_Aim_. Transcribe every entry below word for word, omitting the pictures from the output.

_Entries from a data source_.
>>>>

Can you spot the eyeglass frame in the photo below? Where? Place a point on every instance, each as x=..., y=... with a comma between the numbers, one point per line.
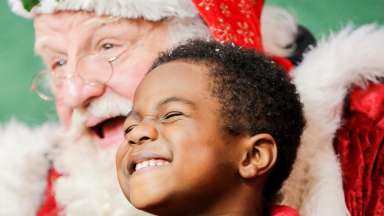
x=68, y=76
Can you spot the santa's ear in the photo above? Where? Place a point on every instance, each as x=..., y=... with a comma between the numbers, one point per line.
x=258, y=155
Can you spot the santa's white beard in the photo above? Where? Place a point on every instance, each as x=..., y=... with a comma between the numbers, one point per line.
x=108, y=106
x=89, y=184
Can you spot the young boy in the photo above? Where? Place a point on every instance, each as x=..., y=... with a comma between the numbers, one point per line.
x=213, y=131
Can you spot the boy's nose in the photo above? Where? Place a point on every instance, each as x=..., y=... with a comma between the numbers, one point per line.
x=142, y=133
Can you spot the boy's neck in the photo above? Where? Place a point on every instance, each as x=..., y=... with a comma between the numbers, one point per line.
x=243, y=202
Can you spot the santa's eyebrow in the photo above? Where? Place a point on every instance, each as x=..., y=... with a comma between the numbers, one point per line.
x=133, y=114
x=175, y=99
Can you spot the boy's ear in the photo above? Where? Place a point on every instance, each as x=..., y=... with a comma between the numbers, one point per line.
x=259, y=154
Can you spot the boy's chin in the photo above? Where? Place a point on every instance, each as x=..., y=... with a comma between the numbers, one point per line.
x=151, y=203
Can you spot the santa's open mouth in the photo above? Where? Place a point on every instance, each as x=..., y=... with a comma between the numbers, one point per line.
x=109, y=131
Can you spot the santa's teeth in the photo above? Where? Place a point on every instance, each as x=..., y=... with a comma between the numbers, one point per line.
x=150, y=163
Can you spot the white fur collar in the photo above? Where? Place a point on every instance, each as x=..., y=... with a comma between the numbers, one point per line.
x=24, y=165
x=352, y=56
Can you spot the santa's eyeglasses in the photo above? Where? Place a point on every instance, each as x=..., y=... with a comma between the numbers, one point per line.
x=92, y=70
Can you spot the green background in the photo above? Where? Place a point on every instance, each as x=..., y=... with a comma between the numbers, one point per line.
x=18, y=64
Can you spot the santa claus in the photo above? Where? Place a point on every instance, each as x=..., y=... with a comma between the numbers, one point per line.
x=96, y=52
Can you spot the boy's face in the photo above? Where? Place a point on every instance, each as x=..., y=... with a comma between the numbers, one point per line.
x=175, y=152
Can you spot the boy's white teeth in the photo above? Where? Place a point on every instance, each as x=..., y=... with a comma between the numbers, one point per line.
x=150, y=163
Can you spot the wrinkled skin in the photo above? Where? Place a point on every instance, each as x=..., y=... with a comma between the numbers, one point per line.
x=64, y=38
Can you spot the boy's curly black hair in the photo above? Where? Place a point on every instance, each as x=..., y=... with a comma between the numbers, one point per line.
x=255, y=96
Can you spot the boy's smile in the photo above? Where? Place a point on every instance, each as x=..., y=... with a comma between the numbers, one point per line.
x=175, y=150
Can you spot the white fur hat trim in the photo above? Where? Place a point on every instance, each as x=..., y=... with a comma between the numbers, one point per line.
x=148, y=9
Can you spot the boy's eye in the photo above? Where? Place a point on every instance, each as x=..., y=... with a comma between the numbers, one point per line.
x=171, y=115
x=107, y=46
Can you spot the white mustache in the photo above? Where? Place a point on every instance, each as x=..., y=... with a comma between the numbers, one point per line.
x=107, y=106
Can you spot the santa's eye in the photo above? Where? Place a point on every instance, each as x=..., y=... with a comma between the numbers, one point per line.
x=107, y=46
x=58, y=63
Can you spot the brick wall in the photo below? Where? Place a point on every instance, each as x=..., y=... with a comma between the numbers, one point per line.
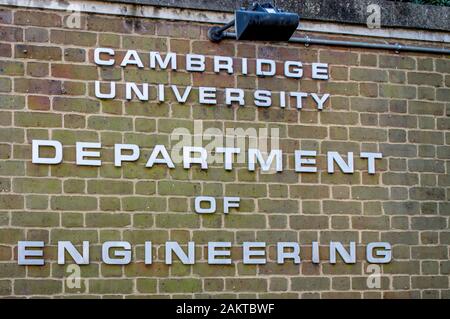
x=397, y=104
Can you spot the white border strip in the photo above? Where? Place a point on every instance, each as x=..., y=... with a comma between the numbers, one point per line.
x=147, y=11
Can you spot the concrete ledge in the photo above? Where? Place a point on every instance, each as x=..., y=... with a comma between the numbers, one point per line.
x=393, y=14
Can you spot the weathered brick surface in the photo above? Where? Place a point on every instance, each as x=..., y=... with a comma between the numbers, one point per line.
x=397, y=104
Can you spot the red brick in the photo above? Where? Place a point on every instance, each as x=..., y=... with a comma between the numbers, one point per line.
x=36, y=102
x=37, y=18
x=37, y=52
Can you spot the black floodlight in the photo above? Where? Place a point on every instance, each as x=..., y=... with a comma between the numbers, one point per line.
x=261, y=22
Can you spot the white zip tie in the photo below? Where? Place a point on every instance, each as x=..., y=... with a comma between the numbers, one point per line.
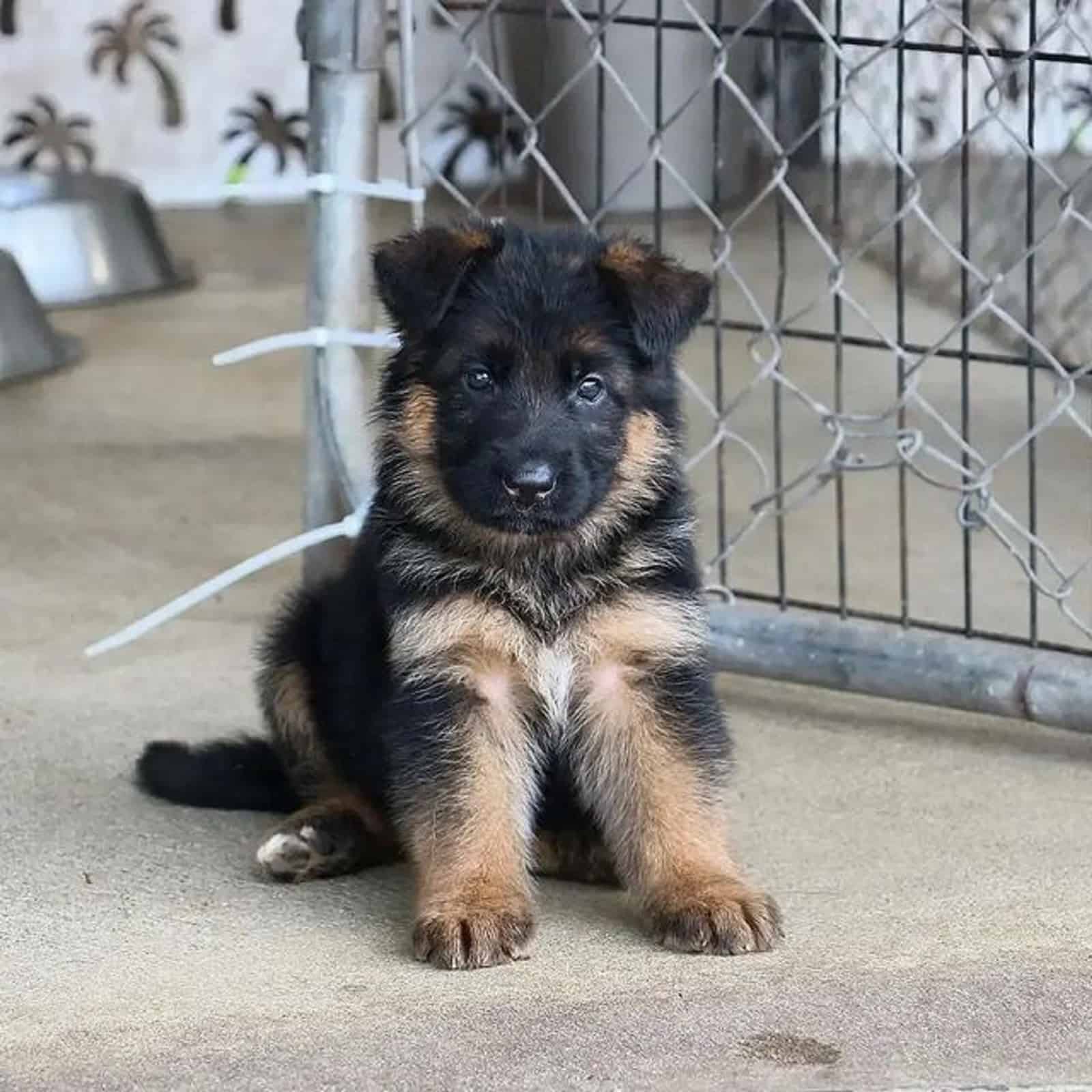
x=349, y=528
x=388, y=189
x=315, y=338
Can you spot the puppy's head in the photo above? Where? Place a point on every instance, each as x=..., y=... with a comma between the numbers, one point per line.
x=535, y=392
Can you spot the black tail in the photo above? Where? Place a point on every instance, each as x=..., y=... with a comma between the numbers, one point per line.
x=244, y=775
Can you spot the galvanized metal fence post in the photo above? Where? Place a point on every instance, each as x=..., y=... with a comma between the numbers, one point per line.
x=343, y=43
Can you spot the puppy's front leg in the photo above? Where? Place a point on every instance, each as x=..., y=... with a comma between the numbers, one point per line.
x=651, y=751
x=464, y=795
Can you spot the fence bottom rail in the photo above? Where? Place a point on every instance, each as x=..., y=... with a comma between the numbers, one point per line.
x=1048, y=688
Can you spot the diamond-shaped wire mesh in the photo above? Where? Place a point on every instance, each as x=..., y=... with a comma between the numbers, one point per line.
x=888, y=401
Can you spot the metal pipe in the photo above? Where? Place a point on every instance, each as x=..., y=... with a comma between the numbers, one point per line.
x=1048, y=688
x=343, y=43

<<<<

_Completed exercise_.
Can you spot the eyeglass frame in the photo below? Where? Place a point on every instance, each as x=..., y=... with a comma between the numbers, one point per line.
x=68, y=76
Can you spot the santa's ear in the photo above? Where? Place a point on every instance, each as x=..., y=... with a comma between the numbers, one point per line.
x=258, y=155
Can you spot the santa's white beard in the photo above? Where? Place a point on every instance, each as x=..., y=... with a comma between the numbers, one point per line.
x=108, y=106
x=89, y=184
Can you spot the young boy in the photo above? Where? Place a point on every instance, each as x=..., y=... with a comma between the numbers, one point per line.
x=213, y=131
Can you spot the boy's nose in the photo above? Where? Place a point on every instance, each as x=..., y=... with a comma between the numbers, one point per line.
x=142, y=133
Can you spot the boy's neck in the photo above? Where? Place a point on every instance, each as x=..., y=... with a comma between the numbers, one point per line.
x=243, y=202
Can you spot the santa's eyebrow in the photo above? Where? Place a point on every instance, each as x=..., y=... with a comma between the numbers, one point per line.
x=133, y=114
x=175, y=99
Can you spot the boy's ear in the photo above? Where? Place a point on every instance, each as x=..., y=... with a comma between the numbers, one point per line.
x=259, y=154
Can you spot the boy's chin in the photo above? Where? Place a point on every instance, each as x=..., y=... with a comma between the numbers, one point per line.
x=151, y=203
Can you spot the santa's open mouth in the photo above? Where? Place a point on every instance, each as x=..., y=... with a comma between the numbers, one point per line.
x=109, y=131
Can you spot the santa's teeth in the photo above? Where? Place a point on every instance, each as x=..., y=... with a comma between the numbers, one point per line.
x=150, y=163
Can you spot the white fur collar in the photo above? Where? Place a point on every instance, each as x=..., y=... with a comma between the numbers, one point per line.
x=24, y=165
x=352, y=56
Can you spot the santa's eyeglasses in the photo above? Where? Place a point on every instance, each as x=..., y=... with a comma between the numbers, one point per line.
x=92, y=70
Can you spot the green background in the photo above? Where? Place a point on every instance, each as x=..., y=... with a comma between the numbers, one point per line.
x=18, y=64
Can you spot the santa claus in the photo above? Where? Place a point on every instance, each as x=..., y=... with a comma between the numbers, one point per line.
x=96, y=52
Can you spot the boy's face in the photo above? Where? Place a point on every instance, each as x=..., y=... with a comma between the numbers, one point per line.
x=175, y=152
Can you spot the boy's white teeth in the photo above? Where? Place a point on every instance, each as x=..., y=... with a comma between the numbers, one point per line.
x=150, y=163
Can you spot the wrinkled skin in the photo above? Where? Place a point on every instance, each as x=..., y=... with a comma between the numbers, one point per line.
x=64, y=38
Can you spot the boy's curly black hair in the photo above? Where? Place a point on every instance, each as x=..., y=... with a comma between the numbers, one point per line.
x=255, y=96
Can you spot the boy's smile in the photo above? Where? Place a point on every instance, each as x=..., y=... with a comma between the numbers, one point per line.
x=175, y=150
Can you spot the white fur hat trim in the photo above? Where? Place a point on every instance, each as x=..., y=... with a comma between the numbers, one point per line.
x=148, y=9
Can you spot the boy's eye in the photo above? Where? Place a point on every instance, each as x=..., y=... with a comma between the numbers, one point per line.
x=171, y=115
x=107, y=46
Can you spot the white mustache in the photo above? Where? Place a point on every instance, each as x=..., y=... with a comma between the numbers, one point per line.
x=107, y=106
Can you spot the santa's eye in the photo above? Where? Place a point on every instance, each as x=..., y=... with a comma between the numbers, one point per line.
x=107, y=46
x=58, y=63
Can you spot the brick wall in the photo below? Where? Place a point on every instance, each as x=..., y=... with a comma between the numbers, one point per line.
x=397, y=104
Can you spot the white border strip in the photo above? Where? Place a point on every instance, each as x=..., y=... with a comma between the numbers, one point per line.
x=147, y=11
Can you spot the concrete ledge in the photo above? Where? Place a point on every instance, each as x=..., y=... with a comma between the numbers, one point per line.
x=393, y=14
Can you spot the weathered brick surface in the photo above? Where? Place a point on every instance, each as x=..., y=... with a comma between the numbers, one point per line.
x=397, y=104
Can you spot the red brick in the photo above? Where? Place a point on every instance, each as x=..., y=... with a comma between the numbers, one point per line.
x=36, y=102
x=37, y=18
x=37, y=52
Can you spot the black floodlight in the photo above? Where? Place a point on every instance, each as x=..., y=... with a comma between the numbers, one point per line.
x=261, y=22
Can you spot the white zip tie in the photo below? Where? Place a point on every instance, each as x=..., y=... with a comma between the numbers, one point per line.
x=349, y=528
x=388, y=189
x=315, y=338
Can you spot the puppy's head in the photo above? Where? Place a point on every instance, each as x=..., y=... with a comma between the numbers, one point per line.
x=535, y=392
Can you spot the black tail in the photo above? Where? Place a point on every instance, each as x=..., y=... with a comma between the numbers, one point per line.
x=244, y=775
Can you spot the galvanized metal fence post in the photo above? Where? Place a point on every instance, each as x=..., y=... with a comma between the numbers, one point per line.
x=343, y=43
Can you spot the puppy's front leg in the photo above? Where? Place a point on every instance, each as x=..., y=... with a comma between the numbers, one point per line.
x=651, y=751
x=464, y=795
Can you spot the fence bottom rail in the photo above? Where? Place a point on every instance, each as x=..., y=... with a comma between the numbers, one point per line.
x=1048, y=688
Can you spot the diamond-shaped wire mesh in the photo above? Where? Place a point on every instance, each as x=..., y=... with a comma between the numbers, one point per line.
x=888, y=401
Can you spot the metal pipe in the photo above? Where? Place a point on every instance, each as x=..., y=... with a comma between the numbers, one point per line.
x=1048, y=688
x=343, y=43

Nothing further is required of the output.